Source text

Concluding observations


91. In concluding the consideration of the report, the Committee took note with satisfaction of the efforts the Government of Ecuador was making to improve the judicial system and to provide training for law enforcement and medical personnel in order to combat torture. However, the Committee stated that there were certain areas in which further efforts were needed, particularly to ensure that measures involving deprivation of liberty were taken by judges and not by administrative officials. In this regard it was noted that "examining magistrates" had no judicial function and were in fact officials of the Ministry of the Interior. Additionally, it would be necessary to adapt and modify a number of provisions of domestic law; to eliminate the disparity between article 141 of the Constitution, which laid down the powers of the Court of Constitutional Guarantees, and Ecuador's penal legislation; and to reform the special legal régime.


92. The Committee was also of the view that article 25 of the Penal Code did not sufficiently ensure conformity with article 4 of the Convention; that the Penal Code should be brought into line with article 2, paragraph 3, and article 3 of the Convention; and that the law should be further developed not only regarding compensation but also in respect of providing full rehabilitation for victims of torture.

Extracted records
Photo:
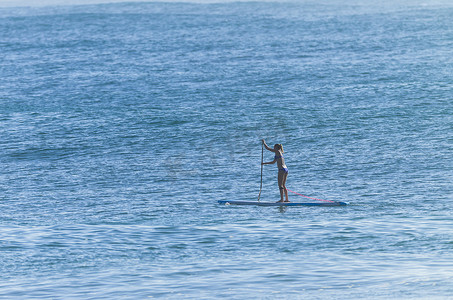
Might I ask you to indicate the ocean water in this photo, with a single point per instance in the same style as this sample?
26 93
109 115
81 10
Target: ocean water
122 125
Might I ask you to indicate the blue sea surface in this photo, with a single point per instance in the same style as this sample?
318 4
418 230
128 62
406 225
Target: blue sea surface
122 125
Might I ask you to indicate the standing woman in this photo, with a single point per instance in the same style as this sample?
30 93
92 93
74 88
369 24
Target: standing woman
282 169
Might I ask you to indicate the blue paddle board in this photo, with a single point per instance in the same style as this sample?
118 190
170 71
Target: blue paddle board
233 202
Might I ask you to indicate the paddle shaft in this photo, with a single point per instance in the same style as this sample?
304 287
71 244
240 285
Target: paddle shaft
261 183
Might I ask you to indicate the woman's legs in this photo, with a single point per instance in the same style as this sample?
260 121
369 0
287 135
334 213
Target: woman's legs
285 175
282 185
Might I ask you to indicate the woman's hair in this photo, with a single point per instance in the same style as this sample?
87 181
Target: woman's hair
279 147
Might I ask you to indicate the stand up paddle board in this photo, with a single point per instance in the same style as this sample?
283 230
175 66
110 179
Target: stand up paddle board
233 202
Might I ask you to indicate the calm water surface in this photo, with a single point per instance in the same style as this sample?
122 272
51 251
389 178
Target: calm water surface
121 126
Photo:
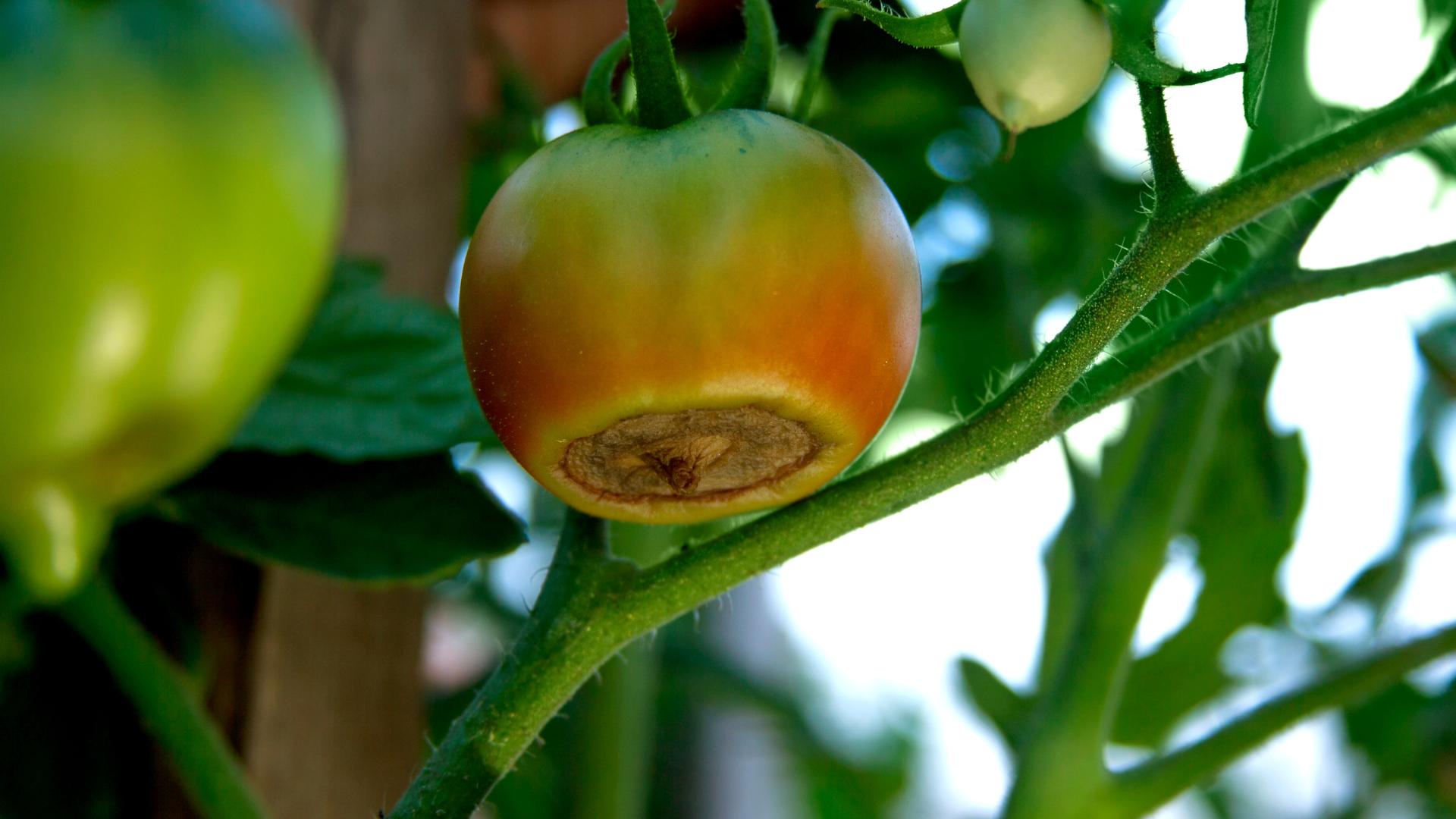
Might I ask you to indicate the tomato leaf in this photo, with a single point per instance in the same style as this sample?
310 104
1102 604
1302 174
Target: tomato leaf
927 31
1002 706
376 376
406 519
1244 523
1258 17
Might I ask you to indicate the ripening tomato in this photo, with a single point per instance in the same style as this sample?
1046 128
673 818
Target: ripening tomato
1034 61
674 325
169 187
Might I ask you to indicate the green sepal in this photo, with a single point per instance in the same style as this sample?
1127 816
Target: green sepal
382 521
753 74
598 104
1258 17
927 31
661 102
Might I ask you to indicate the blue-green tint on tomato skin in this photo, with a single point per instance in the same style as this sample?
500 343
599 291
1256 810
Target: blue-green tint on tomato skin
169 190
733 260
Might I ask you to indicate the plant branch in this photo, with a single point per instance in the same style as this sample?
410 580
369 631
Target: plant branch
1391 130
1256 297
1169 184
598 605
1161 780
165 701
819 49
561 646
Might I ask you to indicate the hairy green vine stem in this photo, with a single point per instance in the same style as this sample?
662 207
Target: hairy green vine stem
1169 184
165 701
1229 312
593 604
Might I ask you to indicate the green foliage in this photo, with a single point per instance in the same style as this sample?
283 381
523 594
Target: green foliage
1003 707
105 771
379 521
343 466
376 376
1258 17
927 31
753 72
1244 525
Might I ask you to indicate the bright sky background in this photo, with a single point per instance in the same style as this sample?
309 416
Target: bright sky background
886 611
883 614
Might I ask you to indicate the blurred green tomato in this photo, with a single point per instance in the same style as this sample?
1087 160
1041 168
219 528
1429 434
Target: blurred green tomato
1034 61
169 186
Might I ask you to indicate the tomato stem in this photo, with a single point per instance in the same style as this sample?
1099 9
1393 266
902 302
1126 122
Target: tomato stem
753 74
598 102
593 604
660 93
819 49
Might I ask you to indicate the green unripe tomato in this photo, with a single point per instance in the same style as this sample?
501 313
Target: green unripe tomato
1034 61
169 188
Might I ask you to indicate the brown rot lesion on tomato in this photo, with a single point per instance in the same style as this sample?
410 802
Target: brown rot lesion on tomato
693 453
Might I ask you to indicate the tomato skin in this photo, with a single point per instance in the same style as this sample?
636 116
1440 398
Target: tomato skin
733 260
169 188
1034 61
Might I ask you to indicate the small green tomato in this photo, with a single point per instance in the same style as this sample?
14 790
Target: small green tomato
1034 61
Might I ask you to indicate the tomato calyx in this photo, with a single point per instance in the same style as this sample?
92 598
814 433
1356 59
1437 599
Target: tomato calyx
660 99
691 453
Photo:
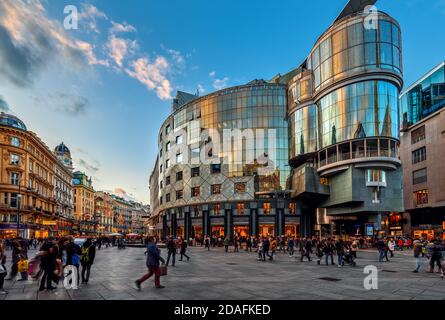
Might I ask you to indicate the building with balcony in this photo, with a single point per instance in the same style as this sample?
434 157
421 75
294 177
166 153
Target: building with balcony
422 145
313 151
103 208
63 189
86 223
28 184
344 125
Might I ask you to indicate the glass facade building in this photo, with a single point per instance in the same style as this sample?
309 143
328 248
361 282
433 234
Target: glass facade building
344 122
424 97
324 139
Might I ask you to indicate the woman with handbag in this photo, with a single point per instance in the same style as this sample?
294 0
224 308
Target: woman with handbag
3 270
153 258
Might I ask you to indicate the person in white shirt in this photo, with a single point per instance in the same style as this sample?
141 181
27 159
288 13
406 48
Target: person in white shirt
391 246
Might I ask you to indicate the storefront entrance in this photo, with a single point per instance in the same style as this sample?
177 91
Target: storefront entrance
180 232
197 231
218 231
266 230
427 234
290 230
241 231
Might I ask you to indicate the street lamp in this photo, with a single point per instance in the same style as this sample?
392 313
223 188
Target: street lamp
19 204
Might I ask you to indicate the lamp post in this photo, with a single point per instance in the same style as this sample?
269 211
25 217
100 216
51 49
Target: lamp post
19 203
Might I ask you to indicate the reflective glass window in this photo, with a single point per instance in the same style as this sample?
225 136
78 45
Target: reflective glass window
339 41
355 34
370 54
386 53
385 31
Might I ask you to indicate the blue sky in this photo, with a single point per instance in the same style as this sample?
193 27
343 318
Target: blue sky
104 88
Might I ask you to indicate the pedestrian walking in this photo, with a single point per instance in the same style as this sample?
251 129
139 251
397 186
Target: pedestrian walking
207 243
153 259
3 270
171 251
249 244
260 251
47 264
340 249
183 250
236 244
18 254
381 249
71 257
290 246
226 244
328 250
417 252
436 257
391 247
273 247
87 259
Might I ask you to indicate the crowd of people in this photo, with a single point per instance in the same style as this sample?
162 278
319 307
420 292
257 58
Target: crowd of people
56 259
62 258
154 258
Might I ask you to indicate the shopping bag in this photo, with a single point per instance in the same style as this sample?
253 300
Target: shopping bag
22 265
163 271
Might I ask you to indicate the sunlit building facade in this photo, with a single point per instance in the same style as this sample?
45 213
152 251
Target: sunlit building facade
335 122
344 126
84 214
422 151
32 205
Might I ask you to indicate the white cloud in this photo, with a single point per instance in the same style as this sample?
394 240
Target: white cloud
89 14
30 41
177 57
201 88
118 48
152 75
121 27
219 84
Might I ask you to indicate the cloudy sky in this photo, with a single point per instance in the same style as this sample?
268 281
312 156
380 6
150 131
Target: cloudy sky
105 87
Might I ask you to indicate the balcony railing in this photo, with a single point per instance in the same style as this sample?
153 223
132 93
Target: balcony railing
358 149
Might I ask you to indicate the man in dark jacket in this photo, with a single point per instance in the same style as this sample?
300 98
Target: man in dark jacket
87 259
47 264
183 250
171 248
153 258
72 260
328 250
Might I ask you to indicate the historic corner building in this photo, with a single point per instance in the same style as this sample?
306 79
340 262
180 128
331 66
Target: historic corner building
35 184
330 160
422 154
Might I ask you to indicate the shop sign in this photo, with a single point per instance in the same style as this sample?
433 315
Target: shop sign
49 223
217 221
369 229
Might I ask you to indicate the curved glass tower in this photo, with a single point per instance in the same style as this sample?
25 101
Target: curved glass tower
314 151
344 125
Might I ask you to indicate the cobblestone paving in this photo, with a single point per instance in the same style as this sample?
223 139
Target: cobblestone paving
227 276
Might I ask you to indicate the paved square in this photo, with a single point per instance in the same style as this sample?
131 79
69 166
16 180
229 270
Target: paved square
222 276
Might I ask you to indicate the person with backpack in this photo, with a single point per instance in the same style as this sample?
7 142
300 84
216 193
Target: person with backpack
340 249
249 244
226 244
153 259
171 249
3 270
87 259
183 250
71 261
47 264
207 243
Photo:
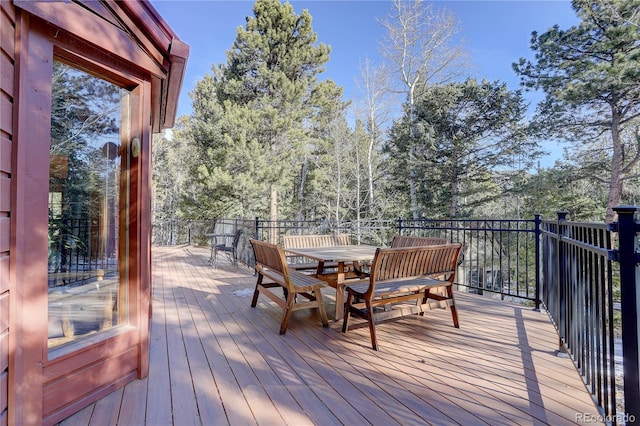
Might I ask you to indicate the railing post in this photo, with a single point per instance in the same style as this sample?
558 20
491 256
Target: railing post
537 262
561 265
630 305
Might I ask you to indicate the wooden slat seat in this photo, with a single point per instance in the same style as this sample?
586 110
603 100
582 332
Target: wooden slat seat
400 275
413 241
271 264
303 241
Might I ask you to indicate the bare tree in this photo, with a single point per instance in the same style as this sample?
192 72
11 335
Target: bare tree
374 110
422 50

Problems to work on
A: List every numbered article that the concluding observations cite, along with the instrument each one belongs to.
B: Reproduce the part of the concluding observations that opens with the words containing "92. The Committee" and closes with "victims of torture.".

Solved problems
A:
- Article 141 of the Constitution
- Article 25 of the Penal Code
- Article 4 of the Convention
- Article 2, paragraph 3, of the Convention
- Article 3 of the Convention

B:
92. The Committee was also of the view that article 25 of the Penal Code did not sufficiently ensure conformity with article 4 of the Convention; that the Penal Code should be brought into line with article 2, paragraph 3, and article 3 of the Convention; and that the law should be further developed not only regarding compensation but also in respect of providing full rehabilitation for victims of torture.